+++ DATA LISTING
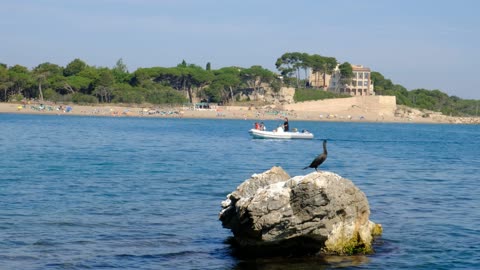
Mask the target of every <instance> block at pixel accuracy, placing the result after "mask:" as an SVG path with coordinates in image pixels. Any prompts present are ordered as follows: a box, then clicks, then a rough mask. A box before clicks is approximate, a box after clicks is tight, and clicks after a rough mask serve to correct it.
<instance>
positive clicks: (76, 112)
mask: <svg viewBox="0 0 480 270" xmlns="http://www.w3.org/2000/svg"><path fill="white" fill-rule="evenodd" d="M412 110H413V111H415V110H414V109H412ZM1 113H6V114H35V115H76V116H103V117H146V118H191V119H240V120H250V121H267V120H280V119H283V118H285V117H288V118H289V119H290V120H297V121H318V122H369V123H423V124H480V117H451V116H445V115H441V114H432V115H429V116H428V117H424V115H425V114H423V113H421V112H420V113H411V114H409V115H405V114H402V115H385V114H383V113H374V112H368V113H367V112H362V111H353V110H343V111H336V112H335V113H334V114H332V113H325V112H322V111H304V110H293V109H292V110H282V109H281V108H275V106H274V105H272V106H264V107H262V108H253V107H248V106H213V107H212V108H211V109H198V110H194V109H192V108H189V107H186V106H180V107H165V106H164V107H161V106H150V107H147V106H145V107H138V106H121V105H94V106H90V105H89V106H85V105H75V104H72V105H56V104H50V103H48V102H45V105H43V106H40V104H20V103H5V102H2V103H0V114H1Z"/></svg>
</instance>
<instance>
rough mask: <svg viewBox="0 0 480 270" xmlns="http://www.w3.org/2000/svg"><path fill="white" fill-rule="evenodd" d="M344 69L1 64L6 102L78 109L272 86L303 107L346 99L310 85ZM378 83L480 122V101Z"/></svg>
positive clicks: (280, 58)
mask: <svg viewBox="0 0 480 270" xmlns="http://www.w3.org/2000/svg"><path fill="white" fill-rule="evenodd" d="M338 64H339V68H340V71H341V72H340V73H341V80H342V81H343V82H348V81H349V80H350V79H351V77H352V69H351V65H350V64H349V63H348V62H344V63H338V61H337V60H336V59H335V58H334V57H326V56H321V55H318V54H313V55H309V54H307V53H299V52H293V53H285V54H283V55H282V56H280V57H279V58H278V59H277V60H276V62H275V66H276V68H277V70H278V72H279V73H278V74H277V73H274V72H272V71H270V70H268V69H266V68H263V67H262V66H259V65H254V66H251V67H249V68H243V67H234V66H232V67H222V68H220V69H216V70H215V69H212V68H211V63H207V64H206V66H205V68H203V67H201V66H198V65H195V64H188V63H187V62H185V61H182V62H181V63H179V64H178V65H177V66H175V67H150V68H138V69H137V70H135V71H134V72H129V71H128V69H127V66H126V65H125V64H124V63H123V60H122V59H119V60H118V61H117V62H116V64H115V65H114V66H113V67H111V68H108V67H96V66H90V65H88V64H87V63H86V62H84V61H83V60H81V59H74V60H73V61H71V62H70V63H68V64H67V65H66V66H65V67H62V66H59V65H57V64H52V63H48V62H46V63H42V64H39V65H38V66H36V67H34V68H33V69H29V68H27V67H24V66H21V65H14V66H7V65H6V64H2V63H0V101H3V102H7V101H17V102H18V101H21V100H24V99H38V100H40V101H43V100H48V101H52V102H73V103H78V104H95V103H124V104H143V103H150V104H182V103H192V102H193V99H194V97H197V98H200V99H201V100H206V101H209V102H215V103H221V104H226V103H231V102H235V101H238V100H239V96H240V95H241V94H245V96H247V97H248V98H251V97H252V98H253V99H254V100H255V97H257V96H258V95H259V94H262V93H264V90H265V89H264V87H265V86H268V87H269V88H270V89H273V91H274V92H278V91H279V90H280V88H281V87H282V86H288V87H294V88H296V93H295V96H294V99H295V101H306V100H319V99H326V98H339V97H345V96H341V95H338V94H333V93H330V92H325V91H319V90H318V88H314V87H312V86H311V85H309V83H308V79H307V78H308V74H309V71H313V72H317V73H316V74H320V76H322V77H323V78H322V81H323V82H325V76H326V75H331V74H332V73H333V71H334V69H335V67H336V66H337V65H338ZM314 79H316V80H320V78H314ZM371 79H372V81H373V82H374V91H375V93H376V94H377V95H390V96H396V100H397V104H398V105H405V106H408V107H412V108H419V109H426V110H432V111H440V112H442V113H443V114H446V115H454V116H464V115H470V116H478V110H479V105H480V104H479V103H480V102H479V101H478V100H466V99H461V98H459V97H456V96H448V95H447V94H446V93H443V92H441V91H440V90H427V89H414V90H411V91H408V90H407V89H406V88H405V87H403V86H401V85H398V84H394V83H393V82H392V81H391V80H390V79H387V78H385V77H384V76H383V75H382V74H381V73H379V72H375V71H373V72H372V73H371ZM315 85H318V84H315ZM324 87H325V85H324V86H323V87H319V88H320V89H323V88H324Z"/></svg>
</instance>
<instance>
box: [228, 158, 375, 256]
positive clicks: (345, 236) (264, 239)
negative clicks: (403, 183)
++++++
WHAT YOU HAVE TO DO >> Please set down the whole listing exactly, apart from the pictures.

RESULT OF THE EXERCISE >>
Mask the target of every <instance> block at pixel accuracy, placing the result after "mask:" as an SVG path with coordinates in image pixels. Any prompts present are ordered as follows: a box, then clicks, then a rough mask. A box before clicks is approximate, a box after clicks is tight, and clicks after a rough mask serve to correct it.
<instance>
positive clicks: (76, 112)
mask: <svg viewBox="0 0 480 270" xmlns="http://www.w3.org/2000/svg"><path fill="white" fill-rule="evenodd" d="M412 110H413V111H415V110H414V109H412ZM1 113H6V114H35V115H76V116H103V117H146V118H191V119H240V120H250V121H267V120H280V119H283V118H285V117H288V118H289V119H290V120H297V121H318V122H369V123H423V124H480V117H451V116H445V115H441V114H432V115H429V116H428V117H424V115H425V114H423V113H421V112H420V113H411V114H409V115H405V114H402V115H385V114H383V113H374V112H368V113H367V112H362V111H353V110H343V111H336V112H335V113H334V114H332V113H325V112H322V111H304V110H293V109H292V110H282V109H281V108H275V106H274V105H272V106H264V107H262V108H253V107H248V106H213V107H212V108H211V109H198V110H194V109H192V108H189V107H186V106H180V107H165V106H164V107H161V106H150V107H147V106H145V107H138V106H121V105H94V106H90V105H89V106H85V105H75V104H72V105H56V104H50V103H48V102H45V105H43V106H40V104H20V103H5V102H2V103H0V114H1Z"/></svg>
</instance>
<instance>
rough mask: <svg viewBox="0 0 480 270" xmlns="http://www.w3.org/2000/svg"><path fill="white" fill-rule="evenodd" d="M344 69L1 64L6 102L78 109L272 86L303 107L346 99L310 85ZM378 83L480 122V101Z"/></svg>
positive clicks: (280, 58)
mask: <svg viewBox="0 0 480 270" xmlns="http://www.w3.org/2000/svg"><path fill="white" fill-rule="evenodd" d="M338 64H339V68H340V71H341V72H340V73H341V80H342V81H343V82H348V81H349V80H350V79H351V77H352V69H351V65H350V64H349V63H348V62H344V63H338V61H337V60H336V59H335V58H334V57H326V56H321V55H318V54H313V55H309V54H307V53H299V52H293V53H285V54H283V55H282V56H280V57H279V58H278V59H277V60H276V62H275V66H276V68H277V70H278V72H279V73H278V74H277V73H274V72H272V71H270V70H268V69H266V68H263V67H262V66H259V65H254V66H251V67H249V68H243V67H234V66H232V67H222V68H220V69H216V70H215V69H212V68H211V63H207V64H206V66H205V68H203V67H201V66H198V65H195V64H188V63H187V62H185V61H182V62H181V63H179V64H178V65H177V66H175V67H150V68H138V69H137V70H135V71H134V72H129V71H128V69H127V66H126V65H125V64H124V63H123V60H122V59H119V60H118V61H117V62H116V64H115V65H114V66H113V67H111V68H108V67H96V66H90V65H88V64H87V63H86V62H84V61H83V60H81V59H74V60H73V61H71V62H70V63H68V64H67V65H66V66H65V67H62V66H59V65H57V64H52V63H48V62H46V63H42V64H39V65H38V66H36V67H34V68H33V69H29V68H27V67H24V66H21V65H14V66H7V65H6V64H2V63H0V101H3V102H7V101H17V102H18V101H21V100H24V99H38V100H40V101H43V100H48V101H52V102H73V103H78V104H95V103H124V104H143V103H150V104H182V103H192V102H193V99H194V97H197V98H200V99H201V100H206V101H209V102H215V103H221V104H226V103H231V102H235V101H238V100H239V96H240V95H241V94H245V96H247V97H248V98H251V97H252V98H253V99H254V100H255V97H257V96H258V95H259V94H262V93H264V90H265V89H264V87H265V86H268V87H269V88H270V89H273V91H274V92H278V91H279V90H280V88H281V87H282V86H288V87H294V88H296V93H295V96H294V99H295V101H306V100H319V99H326V98H339V97H345V96H341V95H338V94H333V93H330V92H325V91H319V90H318V88H314V87H312V86H311V85H309V83H308V79H307V78H308V74H309V71H313V72H317V73H316V74H320V76H322V77H323V78H322V81H323V82H325V76H326V75H331V74H332V73H333V71H334V69H335V67H336V66H337V65H338ZM314 79H316V80H320V78H314ZM371 79H372V81H373V82H374V91H375V93H376V94H377V95H390V96H396V100H397V104H398V105H405V106H408V107H412V108H419V109H426V110H432V111H440V112H442V113H443V114H446V115H454V116H464V115H470V116H478V110H479V105H480V104H479V103H480V102H479V101H478V100H466V99H461V98H459V97H456V96H448V95H447V94H446V93H443V92H441V91H440V90H427V89H414V90H411V91H408V90H407V89H406V88H405V87H403V86H401V85H398V84H394V83H393V82H392V81H391V80H390V79H387V78H385V77H384V76H383V75H382V74H381V73H379V72H375V71H373V72H372V73H371ZM315 85H318V84H315ZM324 87H325V85H324V86H323V87H319V88H320V89H323V88H324Z"/></svg>
</instance>
<instance>
box: [228, 158, 375, 256]
positive clicks: (345, 236) (264, 239)
negative clicks: (403, 183)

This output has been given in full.